= Outline annotation records =
__________________________________________________

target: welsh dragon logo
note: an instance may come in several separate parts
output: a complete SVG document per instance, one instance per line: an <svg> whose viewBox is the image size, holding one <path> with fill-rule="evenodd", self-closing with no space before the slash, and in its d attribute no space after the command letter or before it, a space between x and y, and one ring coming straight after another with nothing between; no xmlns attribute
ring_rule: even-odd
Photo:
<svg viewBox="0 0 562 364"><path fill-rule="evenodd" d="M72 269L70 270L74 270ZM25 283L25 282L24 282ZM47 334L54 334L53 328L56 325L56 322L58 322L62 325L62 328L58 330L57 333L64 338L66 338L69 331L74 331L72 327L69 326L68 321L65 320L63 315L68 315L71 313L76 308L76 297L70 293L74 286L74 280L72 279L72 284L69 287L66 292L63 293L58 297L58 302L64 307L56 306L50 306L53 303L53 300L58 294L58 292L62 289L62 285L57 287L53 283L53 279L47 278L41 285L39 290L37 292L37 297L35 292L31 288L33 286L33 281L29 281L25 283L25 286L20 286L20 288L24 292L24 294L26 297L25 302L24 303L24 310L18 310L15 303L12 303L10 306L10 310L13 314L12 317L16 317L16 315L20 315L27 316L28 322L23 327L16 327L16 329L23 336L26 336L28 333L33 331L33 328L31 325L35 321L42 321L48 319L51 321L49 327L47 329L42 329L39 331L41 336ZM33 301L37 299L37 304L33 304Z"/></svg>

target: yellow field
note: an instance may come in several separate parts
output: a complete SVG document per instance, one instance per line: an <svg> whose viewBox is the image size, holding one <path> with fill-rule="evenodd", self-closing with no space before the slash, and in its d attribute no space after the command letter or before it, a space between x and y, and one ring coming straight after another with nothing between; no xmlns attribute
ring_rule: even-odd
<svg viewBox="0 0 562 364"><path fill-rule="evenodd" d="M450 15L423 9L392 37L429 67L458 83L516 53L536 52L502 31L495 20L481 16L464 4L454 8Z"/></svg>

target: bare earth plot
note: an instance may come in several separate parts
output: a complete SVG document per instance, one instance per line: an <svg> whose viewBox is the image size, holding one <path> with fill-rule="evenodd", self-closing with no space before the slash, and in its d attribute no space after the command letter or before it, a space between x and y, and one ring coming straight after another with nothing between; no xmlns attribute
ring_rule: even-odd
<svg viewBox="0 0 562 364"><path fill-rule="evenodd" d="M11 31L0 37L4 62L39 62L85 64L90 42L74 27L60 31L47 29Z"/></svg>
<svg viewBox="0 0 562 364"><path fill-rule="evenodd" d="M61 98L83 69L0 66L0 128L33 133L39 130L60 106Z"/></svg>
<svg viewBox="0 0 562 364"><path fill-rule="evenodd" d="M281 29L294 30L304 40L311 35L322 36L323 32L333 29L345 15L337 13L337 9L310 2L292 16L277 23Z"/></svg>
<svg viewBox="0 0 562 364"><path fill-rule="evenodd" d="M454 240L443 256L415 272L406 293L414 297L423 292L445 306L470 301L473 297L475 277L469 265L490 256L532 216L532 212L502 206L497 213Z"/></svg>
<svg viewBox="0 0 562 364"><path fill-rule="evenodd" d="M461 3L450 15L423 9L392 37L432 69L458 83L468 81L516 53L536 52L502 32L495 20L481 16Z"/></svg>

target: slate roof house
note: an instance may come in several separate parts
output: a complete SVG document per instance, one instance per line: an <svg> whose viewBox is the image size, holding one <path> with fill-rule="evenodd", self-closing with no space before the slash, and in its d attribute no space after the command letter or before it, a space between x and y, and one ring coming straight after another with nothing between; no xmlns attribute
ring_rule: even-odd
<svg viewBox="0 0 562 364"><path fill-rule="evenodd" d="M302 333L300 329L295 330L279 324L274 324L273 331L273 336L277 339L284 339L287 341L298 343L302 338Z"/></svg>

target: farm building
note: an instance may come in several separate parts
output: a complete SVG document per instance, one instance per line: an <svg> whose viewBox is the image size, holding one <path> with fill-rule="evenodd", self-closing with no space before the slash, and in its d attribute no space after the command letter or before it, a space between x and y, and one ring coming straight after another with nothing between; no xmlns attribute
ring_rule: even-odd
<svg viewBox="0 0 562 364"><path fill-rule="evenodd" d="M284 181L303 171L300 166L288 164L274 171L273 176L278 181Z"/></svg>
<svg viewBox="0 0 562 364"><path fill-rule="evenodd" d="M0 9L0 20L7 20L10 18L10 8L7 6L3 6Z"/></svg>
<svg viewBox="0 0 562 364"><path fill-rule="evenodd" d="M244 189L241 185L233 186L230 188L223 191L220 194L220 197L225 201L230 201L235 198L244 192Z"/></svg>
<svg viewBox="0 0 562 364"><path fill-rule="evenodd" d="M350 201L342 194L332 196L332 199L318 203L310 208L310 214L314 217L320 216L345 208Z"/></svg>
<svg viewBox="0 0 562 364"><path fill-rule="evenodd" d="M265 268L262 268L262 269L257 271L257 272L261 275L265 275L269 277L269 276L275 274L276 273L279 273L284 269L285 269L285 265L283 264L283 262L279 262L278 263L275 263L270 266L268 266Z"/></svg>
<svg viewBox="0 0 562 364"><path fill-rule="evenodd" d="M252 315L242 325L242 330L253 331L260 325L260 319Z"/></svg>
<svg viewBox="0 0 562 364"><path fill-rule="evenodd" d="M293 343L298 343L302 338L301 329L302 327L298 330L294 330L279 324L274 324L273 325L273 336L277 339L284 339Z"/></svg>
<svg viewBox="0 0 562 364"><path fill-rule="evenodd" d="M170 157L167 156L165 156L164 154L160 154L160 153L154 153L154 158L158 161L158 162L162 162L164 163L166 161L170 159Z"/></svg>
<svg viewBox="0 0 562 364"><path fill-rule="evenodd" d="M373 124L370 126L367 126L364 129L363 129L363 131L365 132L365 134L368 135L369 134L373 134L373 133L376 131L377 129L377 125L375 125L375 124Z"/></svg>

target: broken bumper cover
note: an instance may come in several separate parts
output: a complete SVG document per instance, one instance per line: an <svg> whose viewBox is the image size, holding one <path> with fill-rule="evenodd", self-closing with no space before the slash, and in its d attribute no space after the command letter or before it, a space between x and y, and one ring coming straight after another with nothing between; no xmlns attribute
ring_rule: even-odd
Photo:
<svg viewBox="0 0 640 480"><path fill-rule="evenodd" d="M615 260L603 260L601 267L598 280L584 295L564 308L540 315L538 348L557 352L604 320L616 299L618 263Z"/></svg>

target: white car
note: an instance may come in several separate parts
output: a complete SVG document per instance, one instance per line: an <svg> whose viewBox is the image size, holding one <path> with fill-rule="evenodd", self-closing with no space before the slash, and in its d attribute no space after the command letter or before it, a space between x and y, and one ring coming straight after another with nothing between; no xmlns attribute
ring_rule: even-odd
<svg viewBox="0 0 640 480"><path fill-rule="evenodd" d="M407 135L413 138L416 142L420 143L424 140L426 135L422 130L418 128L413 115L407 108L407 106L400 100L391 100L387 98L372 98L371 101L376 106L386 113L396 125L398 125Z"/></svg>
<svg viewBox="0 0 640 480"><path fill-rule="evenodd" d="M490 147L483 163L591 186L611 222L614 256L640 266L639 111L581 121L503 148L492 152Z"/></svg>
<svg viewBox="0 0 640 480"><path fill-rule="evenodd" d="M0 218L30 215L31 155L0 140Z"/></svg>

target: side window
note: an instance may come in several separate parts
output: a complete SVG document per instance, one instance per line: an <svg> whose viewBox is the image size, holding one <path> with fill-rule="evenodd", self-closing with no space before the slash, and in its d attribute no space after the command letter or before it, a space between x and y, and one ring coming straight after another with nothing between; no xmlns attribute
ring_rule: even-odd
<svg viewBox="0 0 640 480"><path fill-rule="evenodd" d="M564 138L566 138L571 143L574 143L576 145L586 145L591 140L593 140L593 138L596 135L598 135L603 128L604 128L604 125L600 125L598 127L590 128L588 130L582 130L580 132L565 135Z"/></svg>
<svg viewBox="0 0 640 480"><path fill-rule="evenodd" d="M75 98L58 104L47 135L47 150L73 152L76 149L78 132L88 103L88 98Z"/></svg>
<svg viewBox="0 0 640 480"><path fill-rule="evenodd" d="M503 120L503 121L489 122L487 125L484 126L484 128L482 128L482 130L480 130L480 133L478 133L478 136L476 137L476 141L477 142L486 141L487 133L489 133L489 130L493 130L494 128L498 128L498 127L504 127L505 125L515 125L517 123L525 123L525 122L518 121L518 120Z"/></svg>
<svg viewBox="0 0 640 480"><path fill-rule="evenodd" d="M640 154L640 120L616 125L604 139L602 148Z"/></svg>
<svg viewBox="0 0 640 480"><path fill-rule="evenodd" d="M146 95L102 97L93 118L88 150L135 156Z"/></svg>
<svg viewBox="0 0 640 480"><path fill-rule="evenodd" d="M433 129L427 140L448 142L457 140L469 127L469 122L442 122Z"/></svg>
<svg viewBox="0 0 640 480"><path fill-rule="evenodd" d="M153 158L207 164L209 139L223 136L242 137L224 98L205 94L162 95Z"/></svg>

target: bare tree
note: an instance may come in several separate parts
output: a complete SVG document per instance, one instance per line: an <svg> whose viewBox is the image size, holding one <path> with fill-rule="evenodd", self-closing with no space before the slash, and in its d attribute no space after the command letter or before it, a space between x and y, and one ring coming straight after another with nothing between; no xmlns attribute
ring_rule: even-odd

__________________________________________________

= WHAT TO PRODUCE =
Your answer should consist only of the lines from the one with "target: bare tree" through the end of the data above, reproduced exactly.

= WRITTEN RESPONSE =
target: bare tree
note: an instance may come in several separate parts
output: a complete SVG document per instance, one instance per line: an <svg> whose viewBox is the image size, holding one <path> with fill-rule="evenodd", self-closing with no space before the slash, and in its d attribute no space after the command letter or before it, a space between x and y, and one ring coming straight after another with nothing between; no xmlns attribute
ring_rule: even-odd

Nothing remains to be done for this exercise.